(Items from a data source)
- Opening Delimiter -

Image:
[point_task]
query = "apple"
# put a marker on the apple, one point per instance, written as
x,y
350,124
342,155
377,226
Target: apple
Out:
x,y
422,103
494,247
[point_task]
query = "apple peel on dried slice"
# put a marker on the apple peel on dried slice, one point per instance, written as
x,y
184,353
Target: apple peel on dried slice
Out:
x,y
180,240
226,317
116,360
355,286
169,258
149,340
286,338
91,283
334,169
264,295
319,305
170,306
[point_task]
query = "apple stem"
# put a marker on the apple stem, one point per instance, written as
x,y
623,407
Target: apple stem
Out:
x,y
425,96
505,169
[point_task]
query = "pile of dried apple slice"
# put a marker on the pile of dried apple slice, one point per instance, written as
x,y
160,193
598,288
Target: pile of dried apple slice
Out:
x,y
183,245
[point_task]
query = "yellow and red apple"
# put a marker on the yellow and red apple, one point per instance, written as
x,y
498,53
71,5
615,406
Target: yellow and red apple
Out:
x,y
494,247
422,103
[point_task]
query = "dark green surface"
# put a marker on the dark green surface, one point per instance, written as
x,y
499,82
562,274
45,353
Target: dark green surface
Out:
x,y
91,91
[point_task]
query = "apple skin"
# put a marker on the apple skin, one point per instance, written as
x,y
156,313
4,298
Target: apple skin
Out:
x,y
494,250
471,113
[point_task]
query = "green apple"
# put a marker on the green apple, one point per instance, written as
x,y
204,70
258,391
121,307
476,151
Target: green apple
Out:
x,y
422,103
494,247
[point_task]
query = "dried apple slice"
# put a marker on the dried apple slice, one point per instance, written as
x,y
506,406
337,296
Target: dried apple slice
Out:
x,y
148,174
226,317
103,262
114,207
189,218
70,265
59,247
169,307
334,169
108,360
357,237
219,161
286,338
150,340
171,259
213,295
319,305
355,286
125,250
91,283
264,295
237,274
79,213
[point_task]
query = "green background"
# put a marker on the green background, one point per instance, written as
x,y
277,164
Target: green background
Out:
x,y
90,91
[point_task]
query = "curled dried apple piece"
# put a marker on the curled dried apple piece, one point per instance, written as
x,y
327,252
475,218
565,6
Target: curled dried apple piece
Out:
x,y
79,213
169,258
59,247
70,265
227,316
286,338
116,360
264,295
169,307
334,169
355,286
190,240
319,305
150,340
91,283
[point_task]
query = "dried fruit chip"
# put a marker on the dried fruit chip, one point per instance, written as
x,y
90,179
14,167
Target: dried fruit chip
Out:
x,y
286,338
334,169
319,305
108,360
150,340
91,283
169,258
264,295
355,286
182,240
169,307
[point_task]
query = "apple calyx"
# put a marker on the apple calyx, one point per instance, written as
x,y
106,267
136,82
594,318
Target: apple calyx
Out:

- Closing Delimiter -

### Work item
Check each line of the data above for the word "background". Report how many lines have it, and nothing else.

### Answer for the task
3